### Exercise requirements
List each line of the records below that contains the word "locomotive". Case matters.

━━━━━ Material provided ━━━━━

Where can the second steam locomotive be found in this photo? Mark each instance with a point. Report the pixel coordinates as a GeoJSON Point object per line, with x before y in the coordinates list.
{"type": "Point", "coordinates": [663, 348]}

━━━━━
━━━━━ Material provided ━━━━━

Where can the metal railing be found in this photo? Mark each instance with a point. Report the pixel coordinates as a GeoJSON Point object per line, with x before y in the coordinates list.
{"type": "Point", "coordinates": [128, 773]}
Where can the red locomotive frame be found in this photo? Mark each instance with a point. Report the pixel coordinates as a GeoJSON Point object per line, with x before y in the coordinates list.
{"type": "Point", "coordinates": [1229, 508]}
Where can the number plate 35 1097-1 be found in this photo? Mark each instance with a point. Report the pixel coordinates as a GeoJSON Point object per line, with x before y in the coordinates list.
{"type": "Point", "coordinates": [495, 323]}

━━━━━
━━━━━ Material provided ━━━━━

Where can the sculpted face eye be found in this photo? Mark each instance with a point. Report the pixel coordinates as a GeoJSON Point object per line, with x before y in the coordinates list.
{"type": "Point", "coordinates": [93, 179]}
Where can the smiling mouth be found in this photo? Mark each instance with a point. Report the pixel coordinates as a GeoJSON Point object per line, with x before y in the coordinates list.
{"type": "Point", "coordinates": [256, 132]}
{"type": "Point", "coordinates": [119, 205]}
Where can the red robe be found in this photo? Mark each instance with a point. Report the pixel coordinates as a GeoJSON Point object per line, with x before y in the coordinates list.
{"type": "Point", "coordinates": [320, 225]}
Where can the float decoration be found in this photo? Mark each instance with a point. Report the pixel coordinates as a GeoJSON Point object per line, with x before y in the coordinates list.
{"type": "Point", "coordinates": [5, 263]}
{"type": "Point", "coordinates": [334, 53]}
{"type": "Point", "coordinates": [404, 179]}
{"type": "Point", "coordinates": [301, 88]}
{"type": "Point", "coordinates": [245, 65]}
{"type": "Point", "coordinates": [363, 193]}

━━━━━

### Right answer
Where can the second steam locomotive be found in this photo? Mark each instance with a point. Report the pixel coordinates as a GeoJSON Point object per line, with x before y in the coordinates list.
Where can the red locomotive frame be found in this photo? Mark each instance with a point. Report the pixel coordinates as a GeoJSON Point object per line, with x before y in the coordinates list.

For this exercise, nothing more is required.